--- Given entries Enclosed Below ---

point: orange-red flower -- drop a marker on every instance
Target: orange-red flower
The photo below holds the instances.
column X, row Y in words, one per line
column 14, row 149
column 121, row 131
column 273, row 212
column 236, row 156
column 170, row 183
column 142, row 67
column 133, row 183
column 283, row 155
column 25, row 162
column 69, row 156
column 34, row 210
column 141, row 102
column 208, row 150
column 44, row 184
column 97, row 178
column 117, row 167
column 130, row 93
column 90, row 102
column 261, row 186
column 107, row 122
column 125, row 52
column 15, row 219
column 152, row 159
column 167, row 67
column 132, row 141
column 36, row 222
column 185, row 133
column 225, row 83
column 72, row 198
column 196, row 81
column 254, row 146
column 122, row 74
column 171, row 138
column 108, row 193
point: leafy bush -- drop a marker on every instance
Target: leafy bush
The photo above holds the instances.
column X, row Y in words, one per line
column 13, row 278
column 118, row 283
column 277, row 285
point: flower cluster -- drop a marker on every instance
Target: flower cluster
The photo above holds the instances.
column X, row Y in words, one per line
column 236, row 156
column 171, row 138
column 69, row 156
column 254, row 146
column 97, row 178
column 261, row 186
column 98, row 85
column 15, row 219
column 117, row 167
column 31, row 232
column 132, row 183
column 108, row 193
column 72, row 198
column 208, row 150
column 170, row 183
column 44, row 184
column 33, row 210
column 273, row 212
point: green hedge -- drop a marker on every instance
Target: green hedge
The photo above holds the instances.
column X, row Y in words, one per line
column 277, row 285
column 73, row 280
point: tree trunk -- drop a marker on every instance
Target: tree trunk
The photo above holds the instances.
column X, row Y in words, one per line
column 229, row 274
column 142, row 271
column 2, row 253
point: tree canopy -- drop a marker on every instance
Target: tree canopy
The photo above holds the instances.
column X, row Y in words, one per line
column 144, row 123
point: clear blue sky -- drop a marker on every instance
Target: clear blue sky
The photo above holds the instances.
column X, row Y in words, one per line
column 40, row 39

--- End of Enclosed Given entries ---
--- Given entries Enclosed Below ---

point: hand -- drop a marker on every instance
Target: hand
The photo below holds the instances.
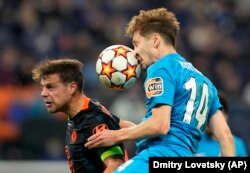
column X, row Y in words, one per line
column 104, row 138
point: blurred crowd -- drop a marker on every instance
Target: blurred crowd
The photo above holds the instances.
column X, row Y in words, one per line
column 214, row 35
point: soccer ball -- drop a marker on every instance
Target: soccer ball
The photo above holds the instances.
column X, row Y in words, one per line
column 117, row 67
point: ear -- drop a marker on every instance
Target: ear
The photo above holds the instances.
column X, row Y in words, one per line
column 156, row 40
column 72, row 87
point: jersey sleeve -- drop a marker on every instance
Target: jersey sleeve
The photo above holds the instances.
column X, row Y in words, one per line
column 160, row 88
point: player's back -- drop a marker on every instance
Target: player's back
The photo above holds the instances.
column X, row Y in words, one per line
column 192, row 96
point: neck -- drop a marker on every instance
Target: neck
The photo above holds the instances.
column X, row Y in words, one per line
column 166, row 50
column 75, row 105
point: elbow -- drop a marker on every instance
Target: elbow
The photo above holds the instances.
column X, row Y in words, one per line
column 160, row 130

--- End of Enclosed Given entries ---
--- Given entries Enclosed Below ---

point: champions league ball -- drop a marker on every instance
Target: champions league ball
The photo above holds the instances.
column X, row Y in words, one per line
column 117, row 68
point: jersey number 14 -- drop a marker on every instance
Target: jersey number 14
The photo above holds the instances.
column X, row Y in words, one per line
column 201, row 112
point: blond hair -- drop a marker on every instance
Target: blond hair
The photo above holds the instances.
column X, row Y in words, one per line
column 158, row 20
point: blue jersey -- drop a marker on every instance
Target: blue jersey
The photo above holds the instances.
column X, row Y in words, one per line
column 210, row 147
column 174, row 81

--- End of Enclosed Given entries ---

▸ **Exercise details**: Filter the data, keeping only the lines that contain "number".

▸ **Solution**:
point: jersey number 14 -- drop a marker on every instance
Target: jersey number 14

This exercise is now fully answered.